Der Förderer und „Mentor“ von Nathaniel Seiler fiebert dem Wettkampf seit Tagen entgegen. Um live dabei sein zu können, hat er ein „Public Viewing“ für den engsten Kreis organisiert. Doch das ist nicht so einfach.
„Wegen Corona haben wir keine Gastwirtschaft gefunden, die ein Public Viewing genehmigt hat. Darüber hinaus läuft die Übertragung viel zu spät“, berichtet Brügel. In Deutschland wird der Wettkampf erst um 22.30 Uhr (5.30 Uhr Ortszeit in Japan) übertragen: „Die Zielgerade wird erst ab 1 Uhr übertragen. Das ist ja gerade das Spannendste.“
Plakataktion mit Sportlern
Deshalb hat Brügel sich entschlossen, den harten Kern samt Seiler-Familie zu einer gemütlichen Fernsehnacht in seinen Garten einzuladen. „Wir schauen dann mal, wie wir das Ganze dekorieren, vielleicht mit Postern, Fahnen und einem Kasten alkoholfreies Bier“, sagt er. So soll sich auch Bühlertals Bürgermeister Hans-Peter Braun (CDU) für einen kurzen Besuch bei den Brügels angekündigt haben.

GESAMMELTE DATEN:
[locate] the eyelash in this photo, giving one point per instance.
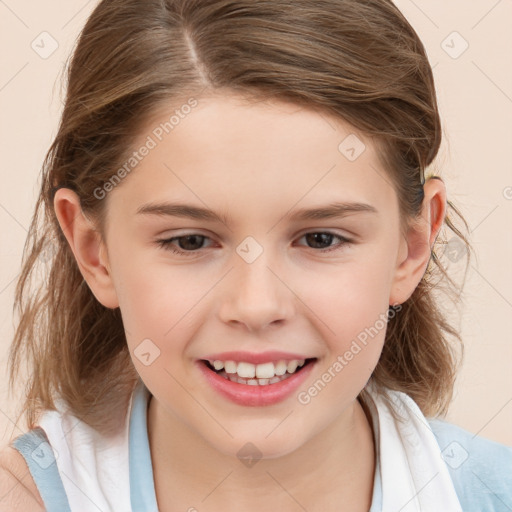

AUFGABENSTELLUNG: Wie lautet die Stelle im Übungstext, die mit „Der Förderer und“ beginnt und sich bis „nicht so einfach.“ fortsetzt? Gib sie wortgetreu wieder. Stütze dich ausschließlich auf den Übungstext.

ERWARTETE ANTWORT:
Der Förderer und „Mentor“ von Nathaniel Seiler fiebert dem Wettkampf seit Tagen entgegen. Um live dabei sein zu können, hat er ein „Public Viewing“ für den engsten Kreis organisiert. Doch das ist nicht so einfach.